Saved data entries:
>>>
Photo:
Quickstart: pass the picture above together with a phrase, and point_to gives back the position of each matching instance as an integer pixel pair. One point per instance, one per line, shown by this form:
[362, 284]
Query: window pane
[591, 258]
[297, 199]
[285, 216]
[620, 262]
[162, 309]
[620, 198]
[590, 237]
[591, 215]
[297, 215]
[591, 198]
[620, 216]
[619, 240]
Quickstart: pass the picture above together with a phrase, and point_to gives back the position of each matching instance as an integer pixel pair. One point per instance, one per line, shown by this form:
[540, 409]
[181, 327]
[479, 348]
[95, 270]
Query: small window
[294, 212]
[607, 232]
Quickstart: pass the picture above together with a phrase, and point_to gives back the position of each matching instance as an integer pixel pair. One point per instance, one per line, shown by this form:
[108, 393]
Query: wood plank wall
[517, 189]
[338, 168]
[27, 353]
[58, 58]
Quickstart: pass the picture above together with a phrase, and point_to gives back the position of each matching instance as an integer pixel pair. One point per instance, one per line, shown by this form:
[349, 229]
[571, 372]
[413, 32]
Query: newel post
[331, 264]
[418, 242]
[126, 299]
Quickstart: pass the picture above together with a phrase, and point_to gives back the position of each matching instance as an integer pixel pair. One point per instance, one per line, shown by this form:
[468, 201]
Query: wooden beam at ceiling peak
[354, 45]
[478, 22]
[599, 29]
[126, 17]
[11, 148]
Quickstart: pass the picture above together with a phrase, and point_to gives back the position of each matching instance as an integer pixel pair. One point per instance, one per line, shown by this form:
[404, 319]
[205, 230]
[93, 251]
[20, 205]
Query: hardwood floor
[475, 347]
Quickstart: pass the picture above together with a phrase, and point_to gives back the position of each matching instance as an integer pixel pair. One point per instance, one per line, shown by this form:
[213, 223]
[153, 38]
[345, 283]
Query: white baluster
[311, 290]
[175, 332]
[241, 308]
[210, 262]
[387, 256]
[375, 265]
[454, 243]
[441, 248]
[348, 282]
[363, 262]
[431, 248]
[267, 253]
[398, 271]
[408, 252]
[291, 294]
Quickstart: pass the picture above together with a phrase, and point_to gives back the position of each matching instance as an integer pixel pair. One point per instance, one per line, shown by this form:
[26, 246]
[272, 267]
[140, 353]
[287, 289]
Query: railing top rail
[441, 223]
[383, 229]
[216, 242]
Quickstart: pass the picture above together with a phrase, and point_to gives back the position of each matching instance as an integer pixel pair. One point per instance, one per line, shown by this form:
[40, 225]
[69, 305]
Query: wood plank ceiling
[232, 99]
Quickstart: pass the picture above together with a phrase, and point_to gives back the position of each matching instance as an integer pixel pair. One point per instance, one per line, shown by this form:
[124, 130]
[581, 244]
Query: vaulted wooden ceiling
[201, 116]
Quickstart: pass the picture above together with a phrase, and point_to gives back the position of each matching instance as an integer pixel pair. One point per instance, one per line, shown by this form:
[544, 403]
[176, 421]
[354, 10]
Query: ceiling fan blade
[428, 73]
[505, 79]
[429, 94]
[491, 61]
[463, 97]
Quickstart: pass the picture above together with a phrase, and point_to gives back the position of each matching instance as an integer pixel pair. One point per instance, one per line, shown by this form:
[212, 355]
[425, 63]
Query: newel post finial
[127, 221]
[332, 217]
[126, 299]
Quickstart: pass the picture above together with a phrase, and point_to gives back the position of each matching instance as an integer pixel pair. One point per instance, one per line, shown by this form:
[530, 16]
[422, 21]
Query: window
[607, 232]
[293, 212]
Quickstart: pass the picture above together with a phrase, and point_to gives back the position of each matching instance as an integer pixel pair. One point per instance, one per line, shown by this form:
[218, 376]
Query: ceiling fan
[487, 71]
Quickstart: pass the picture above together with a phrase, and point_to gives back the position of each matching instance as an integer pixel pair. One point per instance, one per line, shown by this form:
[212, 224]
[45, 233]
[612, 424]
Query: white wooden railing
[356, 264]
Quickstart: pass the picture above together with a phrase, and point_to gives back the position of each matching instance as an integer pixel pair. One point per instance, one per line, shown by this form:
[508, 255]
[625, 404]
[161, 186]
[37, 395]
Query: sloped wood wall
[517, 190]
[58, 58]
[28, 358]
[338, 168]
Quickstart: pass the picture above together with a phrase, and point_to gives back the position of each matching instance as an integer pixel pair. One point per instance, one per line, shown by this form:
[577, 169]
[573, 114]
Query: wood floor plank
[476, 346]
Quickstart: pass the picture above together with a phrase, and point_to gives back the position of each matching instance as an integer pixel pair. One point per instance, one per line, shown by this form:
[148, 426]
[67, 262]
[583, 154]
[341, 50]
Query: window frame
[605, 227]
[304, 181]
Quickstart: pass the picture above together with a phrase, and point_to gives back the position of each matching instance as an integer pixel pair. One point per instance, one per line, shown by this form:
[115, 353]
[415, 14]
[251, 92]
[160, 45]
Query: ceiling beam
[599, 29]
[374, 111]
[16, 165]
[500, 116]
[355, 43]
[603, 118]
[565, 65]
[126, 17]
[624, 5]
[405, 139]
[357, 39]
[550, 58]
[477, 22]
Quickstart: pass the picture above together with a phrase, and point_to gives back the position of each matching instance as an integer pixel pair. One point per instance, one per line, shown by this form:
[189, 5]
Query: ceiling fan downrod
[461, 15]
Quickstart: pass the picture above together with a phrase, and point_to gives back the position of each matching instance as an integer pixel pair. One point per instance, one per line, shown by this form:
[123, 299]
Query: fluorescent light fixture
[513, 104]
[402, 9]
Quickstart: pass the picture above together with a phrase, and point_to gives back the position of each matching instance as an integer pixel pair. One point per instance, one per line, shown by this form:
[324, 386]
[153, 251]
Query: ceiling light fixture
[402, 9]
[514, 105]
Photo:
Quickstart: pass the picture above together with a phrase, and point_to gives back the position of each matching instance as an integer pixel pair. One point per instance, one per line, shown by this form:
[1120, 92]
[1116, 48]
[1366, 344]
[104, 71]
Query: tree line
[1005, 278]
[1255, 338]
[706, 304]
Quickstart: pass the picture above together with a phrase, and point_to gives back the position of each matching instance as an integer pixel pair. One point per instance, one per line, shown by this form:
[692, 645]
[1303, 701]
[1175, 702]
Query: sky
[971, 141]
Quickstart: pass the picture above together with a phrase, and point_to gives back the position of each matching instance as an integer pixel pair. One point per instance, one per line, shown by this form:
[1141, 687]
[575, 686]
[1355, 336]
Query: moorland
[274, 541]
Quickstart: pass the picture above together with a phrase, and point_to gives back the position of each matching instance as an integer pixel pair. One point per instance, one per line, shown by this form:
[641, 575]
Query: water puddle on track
<<<
> [PROBLEM DESCRIPTION] Word for word, write out the data.

> [EXERCISE ANSWER]
Photo:
Quickstart: pass the picture above together with a phrase, and point_to gives back the position of each matching instance as an integer pixel pair. One point per instance, one per line, shown by this form:
[362, 284]
Query: window pane
[591, 258]
[297, 199]
[285, 216]
[620, 262]
[162, 309]
[620, 198]
[590, 237]
[591, 215]
[297, 215]
[591, 198]
[620, 216]
[619, 240]
Quickstart: pass the picture above together with a phrase, and point_to gives back the position of each matching instance as an integer pixel pair. One point per instance, one per line, shown by this form:
[540, 409]
[181, 327]
[479, 348]
[95, 270]
Query: small window
[294, 212]
[607, 232]
Quickstart: pass the picture above together with a phrase, and point_to gives back the position of each matching instance as an integer pixel pair. One point per instance, one per line, shown by this form:
[108, 393]
Query: wood plank wall
[517, 189]
[338, 168]
[27, 353]
[58, 58]
Quickstart: pass the picture above together with a phrase, and point_to gives back the position of each matching instance as an integer pixel pair. One point per instance, one per line, shown by this form:
[349, 229]
[571, 372]
[413, 32]
Query: newel post
[331, 264]
[418, 242]
[126, 299]
Quickstart: pass the picture above together with a phrase, and point_to gives back the position of each matching instance as an integer pixel pair. One point per instance, one per line, shown by this form:
[468, 201]
Query: wooden beam at ceiling peak
[354, 45]
[478, 22]
[599, 29]
[126, 17]
[11, 148]
Quickstart: pass the picture above together with a phrase, and point_to gives back the position of each matching instance as an integer pixel pair. One point per instance, one per line, shown by this form:
[404, 319]
[205, 230]
[93, 251]
[20, 205]
Query: hardwood floor
[475, 347]
Quickstart: pass the picture above together with a phrase, and point_to gives back the position of each matching instance as an integer pixel pair. One point per instance, one per line, shown by this form:
[213, 223]
[153, 38]
[345, 283]
Query: white baluster
[311, 290]
[175, 332]
[241, 308]
[210, 262]
[387, 256]
[375, 265]
[454, 243]
[441, 248]
[348, 282]
[363, 262]
[431, 248]
[267, 253]
[398, 271]
[408, 252]
[291, 294]
Quickstart: pass the picture above together with a phrase, and point_to gives back the position of each matching instance as an integer pixel pair. One point per instance, one per line, shown by this form:
[26, 246]
[272, 267]
[140, 353]
[287, 289]
Query: railing top rail
[441, 223]
[383, 229]
[216, 242]
Quickstart: pass the picture above together with a phrase, and point_to gives back the position of each matching instance as an integer pixel pair. One point per instance, one per line, shown by this form:
[40, 225]
[69, 305]
Query: wood plank ceiling
[232, 99]
Quickstart: pass the picture above together with a phrase, and point_to gives back the position of each matching instance as an integer pixel pair. One point per instance, one per line, shown by this form:
[124, 130]
[581, 244]
Query: vaulted wooden ceiling
[201, 116]
Quickstart: pass the picture above together with a phrase, and point_to gives back the position of each matching instance as an integer pixel pair. One point per instance, one per line, shown by this form:
[544, 403]
[176, 421]
[354, 10]
Query: ceiling fan blade
[428, 73]
[505, 79]
[429, 94]
[491, 61]
[463, 97]
Quickstart: pass the picture above together with a phrase, and point_to gives back the position of each matching instance as an integer pixel pair. One point per instance, one per line, shown by this form:
[212, 355]
[425, 63]
Query: newel post finial
[127, 221]
[332, 217]
[126, 299]
Quickstart: pass the picture above together with a phrase, and point_to gives back the position of each matching instance as an integer pixel pair. One point per instance, one per line, shown by this form:
[530, 16]
[422, 21]
Query: window
[607, 232]
[293, 212]
Quickstart: pass the picture above together with a phrase, and point_to gives back the position of each matching instance as an integer pixel pair. One point per instance, one per line, shown by this form:
[218, 376]
Query: ceiling fan
[487, 71]
Quickstart: pass the picture above together with a phrase, and point_to gives back the position of each matching instance as an integer pixel pair. One point per instance, one per line, shown by this form:
[212, 224]
[45, 233]
[612, 424]
Query: white wooden railing
[356, 264]
Quickstart: pass the picture above together with a phrase, and point_to gives back the position of each matching instance as an integer pixel pair. One point per instance, one per line, shown by this form:
[508, 255]
[625, 404]
[161, 186]
[37, 395]
Query: sloped wood wall
[517, 190]
[58, 58]
[28, 358]
[338, 168]
Quickstart: pass the picture above together with a phrase, and point_to gives back the position of each matching instance as an integer pixel pair. One point per instance, one per line, shown by this form:
[577, 169]
[573, 114]
Query: wood floor plank
[476, 346]
Quickstart: pass the picture above together with a phrase, and point_to gives back the position of each matching instance as an integer pixel pair. One point per instance, one per line, shown by this form:
[148, 426]
[67, 262]
[583, 154]
[341, 50]
Query: window frame
[605, 227]
[304, 181]
Quickstart: pass the picture above together with a phrase, and point_to gives back the position of each matching instance as an integer pixel pair. One point per instance, one per line, shown by this form:
[115, 353]
[415, 14]
[251, 92]
[160, 45]
Query: ceiling beam
[599, 29]
[374, 111]
[16, 165]
[500, 116]
[355, 43]
[603, 118]
[565, 65]
[126, 17]
[624, 5]
[405, 139]
[357, 39]
[550, 58]
[477, 22]
Quickstart: pass the picture above together with a phrase, and point_to gives back the position of each matching instance as an integer pixel pair. One point per instance, one per line, shown by this form:
[189, 5]
Query: ceiling fan downrod
[461, 15]
Quickstart: pass the picture above together with a phrase, and point_to gives back the position of each matching instance as an integer pixel pair. One point per instance, one per line, shown by this form:
[123, 299]
Query: fluorescent light fixture
[513, 104]
[402, 9]
Quickstart: pass the picture above together with a phrase, and point_to gives back the position of each matching instance as an integer pixel pair. One point per instance, one per line, shown by this form:
[324, 386]
[153, 251]
Query: ceiling light fixture
[402, 9]
[514, 105]
Photo:
Quickstart: pass the picture above together with a phrase, and point_to gives back the position of each matching instance as an integer pixel pair. One point per instance, one per line, shown by this form:
[1120, 92]
[1116, 48]
[1366, 344]
[104, 71]
Query: tree line
[1005, 278]
[1255, 338]
[706, 304]
Quickstart: pass the picture above together with a phrase, and point_to gives back the position of each matching instance as an integer pixel pair. One point per instance, one per line, shown by this form:
[692, 645]
[1303, 701]
[1175, 702]
Query: sky
[971, 141]
Quickstart: pass the picture above together with a phrase, and point_to gives back the position of each matching instance as an integer pixel pair. One point per instance, one per line, shown by this form:
[1141, 687]
[575, 686]
[1355, 336]
Query: moorland
[274, 541]
Quickstart: pass the picture above together with a phrase, and point_to gives back the position of each matching instance as an integer pixel pair. One point per instance, one per line, shown by this form:
[641, 575]
Query: water puddle on track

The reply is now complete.